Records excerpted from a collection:
** Begin **

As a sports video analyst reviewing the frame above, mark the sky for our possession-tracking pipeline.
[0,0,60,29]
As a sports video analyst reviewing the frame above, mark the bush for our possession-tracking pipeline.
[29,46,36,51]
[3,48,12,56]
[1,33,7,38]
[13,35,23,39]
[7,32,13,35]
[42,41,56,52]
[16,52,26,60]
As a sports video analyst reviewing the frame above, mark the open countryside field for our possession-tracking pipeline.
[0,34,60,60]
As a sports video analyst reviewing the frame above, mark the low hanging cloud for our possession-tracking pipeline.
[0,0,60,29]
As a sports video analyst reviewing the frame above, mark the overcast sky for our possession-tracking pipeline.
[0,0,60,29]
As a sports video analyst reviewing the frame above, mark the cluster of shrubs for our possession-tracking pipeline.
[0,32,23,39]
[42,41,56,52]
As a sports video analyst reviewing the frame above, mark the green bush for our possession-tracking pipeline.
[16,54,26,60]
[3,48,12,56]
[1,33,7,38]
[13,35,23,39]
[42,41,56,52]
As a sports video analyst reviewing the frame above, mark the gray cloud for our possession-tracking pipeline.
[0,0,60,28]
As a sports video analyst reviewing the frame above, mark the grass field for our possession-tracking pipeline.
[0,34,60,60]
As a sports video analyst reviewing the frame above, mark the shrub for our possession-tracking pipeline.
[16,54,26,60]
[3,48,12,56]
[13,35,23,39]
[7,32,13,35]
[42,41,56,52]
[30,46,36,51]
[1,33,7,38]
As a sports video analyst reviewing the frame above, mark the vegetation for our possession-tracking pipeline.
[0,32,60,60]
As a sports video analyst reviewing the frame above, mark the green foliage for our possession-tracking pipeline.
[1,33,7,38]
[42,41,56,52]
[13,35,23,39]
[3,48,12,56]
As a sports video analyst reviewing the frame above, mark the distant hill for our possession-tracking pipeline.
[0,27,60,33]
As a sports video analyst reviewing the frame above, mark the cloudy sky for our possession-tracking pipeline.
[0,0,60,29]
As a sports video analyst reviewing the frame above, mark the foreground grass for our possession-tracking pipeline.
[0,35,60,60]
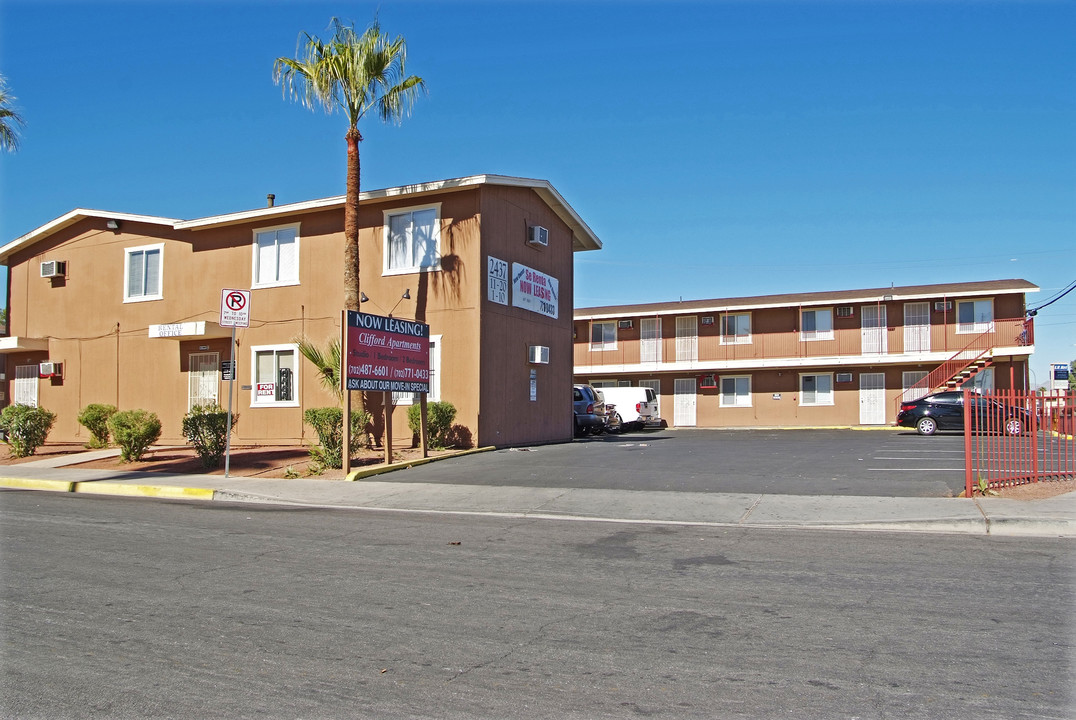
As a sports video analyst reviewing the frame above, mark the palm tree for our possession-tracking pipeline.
[296,338,343,400]
[273,17,426,310]
[0,75,26,153]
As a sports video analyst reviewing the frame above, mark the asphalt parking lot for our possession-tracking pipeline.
[382,428,964,497]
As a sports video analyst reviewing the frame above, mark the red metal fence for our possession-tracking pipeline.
[964,389,1076,497]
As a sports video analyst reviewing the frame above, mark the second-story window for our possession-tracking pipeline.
[252,225,299,287]
[957,299,994,334]
[124,244,165,302]
[384,207,441,274]
[721,312,751,345]
[799,308,833,340]
[591,320,617,350]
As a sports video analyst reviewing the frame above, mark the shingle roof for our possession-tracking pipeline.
[575,280,1038,320]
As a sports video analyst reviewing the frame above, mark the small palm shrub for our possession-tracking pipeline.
[183,405,239,469]
[109,410,160,463]
[302,408,370,467]
[0,405,56,457]
[79,403,116,448]
[407,401,456,450]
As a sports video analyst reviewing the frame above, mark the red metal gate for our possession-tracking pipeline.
[964,389,1076,497]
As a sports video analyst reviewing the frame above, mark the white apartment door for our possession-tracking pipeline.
[860,372,886,425]
[904,302,931,353]
[860,305,887,355]
[673,378,695,427]
[676,315,698,361]
[639,380,662,418]
[639,317,662,363]
[187,353,221,412]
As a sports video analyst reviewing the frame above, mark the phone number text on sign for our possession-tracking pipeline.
[512,263,561,320]
[344,311,429,393]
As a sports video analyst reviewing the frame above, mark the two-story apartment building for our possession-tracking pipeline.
[0,175,601,446]
[574,280,1038,427]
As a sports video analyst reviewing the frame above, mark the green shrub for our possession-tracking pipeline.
[407,401,456,449]
[109,410,160,463]
[0,405,56,457]
[79,403,116,448]
[302,408,370,467]
[183,405,239,469]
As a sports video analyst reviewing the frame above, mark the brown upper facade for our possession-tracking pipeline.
[0,175,601,444]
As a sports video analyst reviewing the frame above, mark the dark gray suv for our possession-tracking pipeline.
[571,385,605,438]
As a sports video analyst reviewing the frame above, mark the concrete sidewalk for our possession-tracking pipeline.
[0,451,1076,537]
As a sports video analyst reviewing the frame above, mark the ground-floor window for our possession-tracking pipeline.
[799,372,833,405]
[11,365,38,408]
[251,344,299,407]
[721,376,751,408]
[393,335,441,405]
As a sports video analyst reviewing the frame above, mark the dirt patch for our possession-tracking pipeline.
[0,443,451,480]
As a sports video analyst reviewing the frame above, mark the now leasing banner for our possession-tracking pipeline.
[512,263,561,320]
[344,311,429,393]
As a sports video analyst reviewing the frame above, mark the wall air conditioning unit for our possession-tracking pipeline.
[527,225,549,248]
[41,260,67,278]
[529,345,549,365]
[38,363,63,378]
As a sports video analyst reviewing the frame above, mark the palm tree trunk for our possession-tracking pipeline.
[343,126,363,310]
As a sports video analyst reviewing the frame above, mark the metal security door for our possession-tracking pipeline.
[639,317,662,363]
[187,353,221,411]
[860,372,886,425]
[904,302,931,353]
[639,380,662,418]
[860,305,887,355]
[673,378,695,427]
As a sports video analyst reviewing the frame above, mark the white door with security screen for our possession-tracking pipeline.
[187,353,221,412]
[860,305,888,355]
[860,372,886,425]
[904,302,931,353]
[639,317,662,363]
[673,378,695,427]
[639,380,663,418]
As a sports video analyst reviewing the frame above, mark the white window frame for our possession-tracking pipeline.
[124,242,165,302]
[251,223,299,287]
[393,335,441,406]
[955,297,994,335]
[251,342,302,408]
[799,372,834,407]
[590,320,617,352]
[11,365,40,408]
[381,202,441,276]
[799,308,834,342]
[718,312,751,345]
[718,375,751,408]
[676,315,698,363]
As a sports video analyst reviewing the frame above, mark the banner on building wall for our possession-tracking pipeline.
[512,263,561,320]
[344,311,429,393]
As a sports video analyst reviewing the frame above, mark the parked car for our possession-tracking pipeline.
[598,386,662,429]
[571,385,606,438]
[896,391,1030,435]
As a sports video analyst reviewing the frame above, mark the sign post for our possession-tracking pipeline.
[221,288,251,478]
[341,310,429,464]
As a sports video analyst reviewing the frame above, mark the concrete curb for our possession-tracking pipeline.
[344,446,497,482]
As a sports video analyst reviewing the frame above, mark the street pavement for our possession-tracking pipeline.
[0,443,1076,537]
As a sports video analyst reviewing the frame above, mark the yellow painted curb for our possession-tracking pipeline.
[0,478,74,493]
[344,446,496,482]
[72,481,215,500]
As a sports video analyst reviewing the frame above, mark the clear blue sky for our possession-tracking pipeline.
[0,0,1076,382]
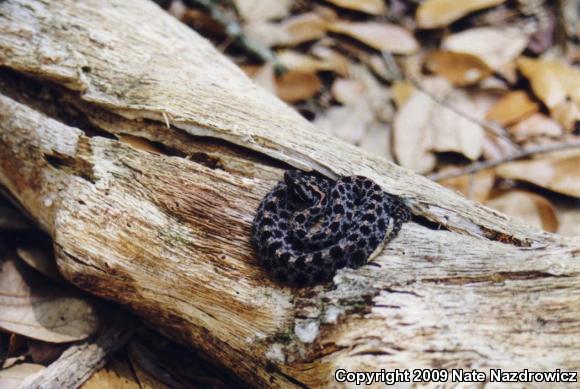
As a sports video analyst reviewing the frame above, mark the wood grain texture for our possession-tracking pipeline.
[0,0,580,387]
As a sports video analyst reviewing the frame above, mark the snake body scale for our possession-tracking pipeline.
[252,170,411,286]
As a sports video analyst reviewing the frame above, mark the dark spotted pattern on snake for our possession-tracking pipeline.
[252,170,411,286]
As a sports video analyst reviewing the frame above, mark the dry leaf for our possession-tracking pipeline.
[517,58,580,131]
[331,78,365,105]
[327,21,419,54]
[425,51,493,86]
[359,122,393,161]
[326,0,386,15]
[281,12,326,46]
[496,151,580,197]
[556,198,580,236]
[430,89,495,160]
[27,339,70,366]
[416,0,505,28]
[128,340,186,389]
[508,113,564,142]
[486,91,540,126]
[391,80,415,109]
[119,135,164,155]
[0,363,46,389]
[244,12,326,47]
[486,190,558,232]
[314,100,375,144]
[276,70,322,103]
[442,27,528,70]
[0,258,98,343]
[393,85,436,173]
[550,101,580,132]
[233,0,292,22]
[394,78,494,173]
[278,50,345,74]
[310,44,350,77]
[81,357,144,389]
[244,22,292,47]
[440,169,495,203]
[247,63,276,94]
[16,246,62,281]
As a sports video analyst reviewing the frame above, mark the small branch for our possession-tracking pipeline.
[21,320,133,389]
[427,141,580,181]
[184,0,278,65]
[381,51,517,149]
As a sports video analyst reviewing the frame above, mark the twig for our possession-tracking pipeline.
[427,141,580,181]
[381,51,517,149]
[184,0,279,66]
[21,319,133,389]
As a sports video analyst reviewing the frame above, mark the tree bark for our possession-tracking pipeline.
[0,0,580,387]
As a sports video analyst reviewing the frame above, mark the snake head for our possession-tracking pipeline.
[284,170,323,205]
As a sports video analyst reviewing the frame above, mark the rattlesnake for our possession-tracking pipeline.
[252,170,411,285]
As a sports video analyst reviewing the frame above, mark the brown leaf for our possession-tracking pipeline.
[81,357,142,389]
[393,83,436,173]
[278,50,348,74]
[0,258,98,343]
[416,0,505,28]
[557,199,580,236]
[440,169,495,203]
[331,78,365,104]
[28,339,70,365]
[508,113,564,142]
[16,246,62,281]
[276,70,322,103]
[391,81,415,109]
[425,51,493,86]
[496,151,580,197]
[233,0,292,22]
[281,12,326,46]
[550,101,580,132]
[394,78,491,173]
[359,122,393,157]
[486,91,540,126]
[0,363,45,389]
[517,57,580,131]
[486,190,558,232]
[314,101,375,144]
[327,21,419,54]
[326,0,386,15]
[119,135,164,155]
[442,27,528,70]
[244,12,327,47]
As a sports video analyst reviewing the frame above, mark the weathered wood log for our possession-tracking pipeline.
[0,0,580,387]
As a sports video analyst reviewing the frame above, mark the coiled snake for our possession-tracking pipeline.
[252,170,411,285]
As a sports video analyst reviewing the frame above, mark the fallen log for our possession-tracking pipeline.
[0,0,580,387]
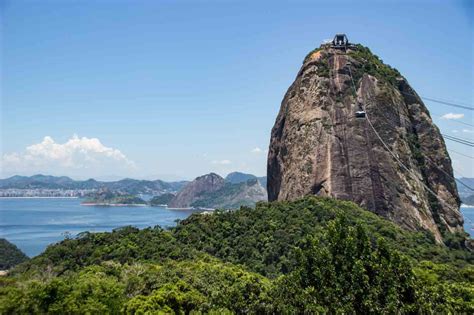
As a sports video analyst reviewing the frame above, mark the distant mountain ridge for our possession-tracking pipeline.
[225,172,267,187]
[0,174,187,194]
[168,172,267,209]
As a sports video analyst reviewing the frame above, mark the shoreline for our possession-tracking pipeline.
[0,196,81,199]
[81,202,148,207]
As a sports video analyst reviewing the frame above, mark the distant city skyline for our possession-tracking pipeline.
[0,1,474,180]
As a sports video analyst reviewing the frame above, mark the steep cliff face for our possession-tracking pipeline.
[267,45,463,241]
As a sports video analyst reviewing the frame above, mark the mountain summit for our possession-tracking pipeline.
[267,36,463,241]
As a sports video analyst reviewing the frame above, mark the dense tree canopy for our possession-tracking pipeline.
[0,197,474,314]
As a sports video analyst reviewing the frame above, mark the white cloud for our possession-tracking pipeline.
[441,113,464,119]
[212,160,232,165]
[2,135,136,176]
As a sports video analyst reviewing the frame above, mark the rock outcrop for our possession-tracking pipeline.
[267,40,463,241]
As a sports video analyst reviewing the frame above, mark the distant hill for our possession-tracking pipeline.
[149,193,175,206]
[191,178,267,209]
[225,172,267,189]
[169,173,267,209]
[0,175,187,194]
[0,238,29,270]
[168,173,225,208]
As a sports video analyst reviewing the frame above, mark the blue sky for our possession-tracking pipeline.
[0,1,474,179]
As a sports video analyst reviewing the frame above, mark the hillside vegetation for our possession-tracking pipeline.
[0,238,29,270]
[0,197,474,314]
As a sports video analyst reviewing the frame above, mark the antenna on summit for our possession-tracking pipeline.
[323,33,354,50]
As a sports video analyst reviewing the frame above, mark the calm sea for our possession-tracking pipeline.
[0,198,474,257]
[0,198,200,257]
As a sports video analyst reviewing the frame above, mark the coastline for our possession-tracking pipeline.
[0,196,81,199]
[81,202,148,207]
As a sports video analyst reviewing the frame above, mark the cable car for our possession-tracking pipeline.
[356,110,365,118]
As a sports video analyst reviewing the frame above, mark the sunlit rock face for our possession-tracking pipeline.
[267,45,463,241]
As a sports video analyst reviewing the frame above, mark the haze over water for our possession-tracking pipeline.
[0,198,474,257]
[0,198,200,257]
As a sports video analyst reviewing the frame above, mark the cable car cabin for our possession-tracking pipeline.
[356,110,365,118]
[332,34,349,49]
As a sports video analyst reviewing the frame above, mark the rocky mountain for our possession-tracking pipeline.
[168,173,225,208]
[456,177,474,198]
[0,175,187,194]
[267,39,463,242]
[168,173,267,209]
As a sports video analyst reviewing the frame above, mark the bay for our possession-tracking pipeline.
[0,198,197,257]
[0,198,474,257]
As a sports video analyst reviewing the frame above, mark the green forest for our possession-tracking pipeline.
[0,197,474,314]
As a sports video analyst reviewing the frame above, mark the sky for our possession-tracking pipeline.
[0,0,474,180]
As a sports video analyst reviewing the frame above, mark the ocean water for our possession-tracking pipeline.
[0,198,200,257]
[0,198,474,257]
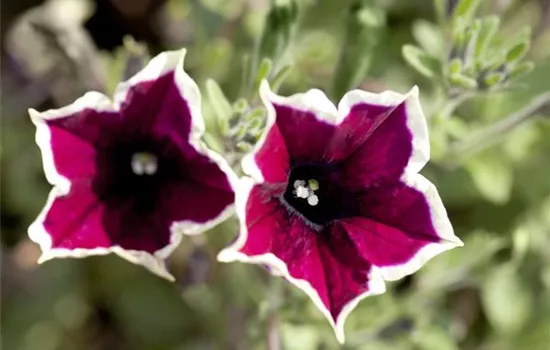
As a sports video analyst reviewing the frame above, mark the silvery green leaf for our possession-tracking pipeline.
[449,73,478,90]
[402,45,440,78]
[206,79,233,135]
[474,16,500,59]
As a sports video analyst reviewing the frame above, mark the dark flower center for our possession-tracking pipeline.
[282,164,357,229]
[93,137,181,213]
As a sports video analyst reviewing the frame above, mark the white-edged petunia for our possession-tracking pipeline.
[29,50,236,280]
[218,81,462,342]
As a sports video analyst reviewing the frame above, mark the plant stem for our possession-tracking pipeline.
[267,309,281,350]
[449,93,550,159]
[267,276,283,350]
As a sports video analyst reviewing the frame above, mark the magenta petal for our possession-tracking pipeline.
[326,102,406,162]
[46,109,120,180]
[340,103,413,190]
[338,217,439,267]
[317,226,378,322]
[273,104,335,162]
[236,185,383,338]
[360,181,441,242]
[42,181,112,250]
[120,72,193,152]
[252,123,290,183]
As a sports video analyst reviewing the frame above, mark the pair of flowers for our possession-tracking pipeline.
[29,50,462,342]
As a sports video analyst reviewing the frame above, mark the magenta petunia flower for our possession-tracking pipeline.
[219,82,462,342]
[29,50,235,279]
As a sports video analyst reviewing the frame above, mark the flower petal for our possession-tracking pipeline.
[29,181,175,281]
[340,174,462,280]
[338,86,430,181]
[242,81,290,183]
[29,92,120,190]
[115,50,237,217]
[115,49,204,151]
[218,178,385,342]
[260,81,338,162]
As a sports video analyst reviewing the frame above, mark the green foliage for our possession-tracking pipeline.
[0,0,550,350]
[331,0,384,98]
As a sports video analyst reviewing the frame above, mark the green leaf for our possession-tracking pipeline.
[481,265,533,336]
[474,16,500,60]
[254,57,273,90]
[281,323,320,350]
[449,74,478,90]
[453,0,481,26]
[413,325,458,350]
[483,72,505,88]
[271,66,292,92]
[412,19,445,57]
[449,57,462,75]
[331,1,385,98]
[466,152,513,204]
[506,41,531,64]
[206,79,233,135]
[508,61,535,80]
[464,20,481,68]
[255,0,298,64]
[434,0,448,21]
[402,45,440,78]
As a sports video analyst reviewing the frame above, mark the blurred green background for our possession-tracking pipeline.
[0,0,550,350]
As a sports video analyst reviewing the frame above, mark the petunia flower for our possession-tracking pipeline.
[29,50,236,280]
[218,81,462,342]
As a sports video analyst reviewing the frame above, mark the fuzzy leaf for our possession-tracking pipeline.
[481,265,533,335]
[475,16,500,59]
[412,19,445,57]
[466,152,513,204]
[453,0,481,26]
[206,79,233,135]
[506,41,530,63]
[402,45,440,78]
[449,74,477,90]
[508,61,535,79]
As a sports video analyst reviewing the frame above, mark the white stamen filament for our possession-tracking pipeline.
[132,152,158,175]
[293,180,319,207]
[307,194,319,207]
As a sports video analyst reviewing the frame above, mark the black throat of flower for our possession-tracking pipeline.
[93,137,181,211]
[281,164,357,230]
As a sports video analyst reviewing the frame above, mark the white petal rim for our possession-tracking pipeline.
[379,174,464,281]
[218,177,386,344]
[28,49,237,281]
[338,86,430,173]
[245,80,430,182]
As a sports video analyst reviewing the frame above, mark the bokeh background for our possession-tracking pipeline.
[0,0,550,350]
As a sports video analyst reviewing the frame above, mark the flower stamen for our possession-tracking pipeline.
[132,152,158,175]
[293,180,319,207]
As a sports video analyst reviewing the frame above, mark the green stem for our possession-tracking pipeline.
[449,93,550,159]
[267,276,282,350]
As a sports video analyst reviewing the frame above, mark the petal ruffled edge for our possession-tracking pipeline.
[241,79,338,182]
[28,186,182,282]
[378,173,464,281]
[28,91,116,193]
[337,86,430,173]
[140,49,238,235]
[28,49,238,281]
[114,49,238,235]
[218,177,386,344]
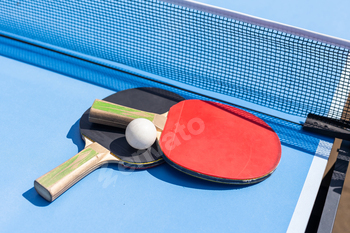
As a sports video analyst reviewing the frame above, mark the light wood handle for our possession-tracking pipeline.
[89,100,158,128]
[34,142,112,202]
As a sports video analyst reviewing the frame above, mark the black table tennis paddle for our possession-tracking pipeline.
[34,88,184,201]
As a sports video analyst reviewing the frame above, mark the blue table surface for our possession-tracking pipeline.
[0,0,350,232]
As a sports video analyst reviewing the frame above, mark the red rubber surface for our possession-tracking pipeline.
[160,100,281,180]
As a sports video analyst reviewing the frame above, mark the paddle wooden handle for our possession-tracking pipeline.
[34,142,113,202]
[89,100,158,128]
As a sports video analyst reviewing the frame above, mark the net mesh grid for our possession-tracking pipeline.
[0,0,350,120]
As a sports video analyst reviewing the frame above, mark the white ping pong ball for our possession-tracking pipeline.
[125,118,157,150]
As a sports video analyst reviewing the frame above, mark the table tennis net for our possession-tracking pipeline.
[0,0,350,120]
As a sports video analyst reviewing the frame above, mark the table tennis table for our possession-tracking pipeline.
[0,0,350,232]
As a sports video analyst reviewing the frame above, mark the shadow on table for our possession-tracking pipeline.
[147,163,258,190]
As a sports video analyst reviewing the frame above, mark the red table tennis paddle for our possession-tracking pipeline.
[34,88,183,201]
[89,97,281,184]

** End **

## SET PROBLEM
In the part of the data that opens with the line containing "net for our possession-tracking pipeline." and closes with the line containing "[147,163,258,190]", could you swap "table tennis" for "ping-pong" and give those lines again, leaving everything else unchanged?

## ANSWER TO THIS PROBLEM
As a sports video analyst reviewing the frame above, mark the ping-pong net for our possession-tracking pipeline.
[0,0,350,120]
As a sports video analyst reviewing the frame above, mark the ping-pong table for our possession-tracking pipeline.
[0,0,350,232]
As a sports video analyst reviewing the frame above, mark the shadow on table for our possession-tracking pipeline.
[147,163,258,190]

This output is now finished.